= DOCUMENT EXCERPT =
<<<<

Odom is back, but he's just visiting

January 01, 2007|Mike Bresnahan | Times Staff Writer

The Lakers finally returned to Staples Center. So did Lamar Odom, but only for a quick drop-in.

The Lakers forward missed his 10th game Sunday because of a sprained ligament in his knee. He is out until at least Jan. 10, and possibly until early February, although there seems to be no rush as long as the Lakers hover seven to nine games above .500.

"It's getting better," Odom said. "It's still going to take some time, though, a little longer than I expected. I've got to wait until I'm ready. I want to play at 100%. This is something that I don't want to have happen again."

Odom's statement was incomplete with context: The day he went down -- Dec. 12 against Houston -- he said he hoped to be back in "maybe a week or two."

>>>>

= MATERIAL SHOWN =

<<<<

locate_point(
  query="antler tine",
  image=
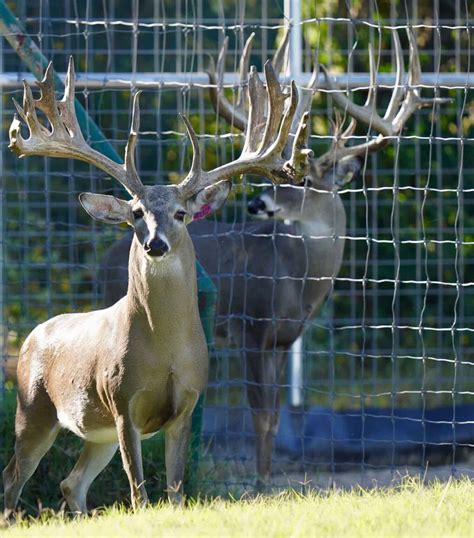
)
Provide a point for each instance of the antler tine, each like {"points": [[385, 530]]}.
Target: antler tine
{"points": [[256, 115], [65, 138], [413, 100], [280, 56], [242, 98], [235, 114], [220, 102], [276, 103], [262, 154], [192, 181], [398, 112], [304, 106], [133, 179], [397, 95]]}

>>>>

= EXPLORE THE MATERIAL =
1. From the article about Lamar Odom, extract the passage from "Odom is back, but" to "a quick drop-in.".
2. According to the article about Lamar Odom, what injury caused him to miss games?

= RESULTS OF THE TASKS =
1.
Odom is back, but he's just visiting

January 01, 2007|Mike Bresnahan | Times Staff Writer

The Lakers finally returned to Staples Center. So did Lamar Odom, but only for a quick drop-in.

2. A sprained ligament in his knee.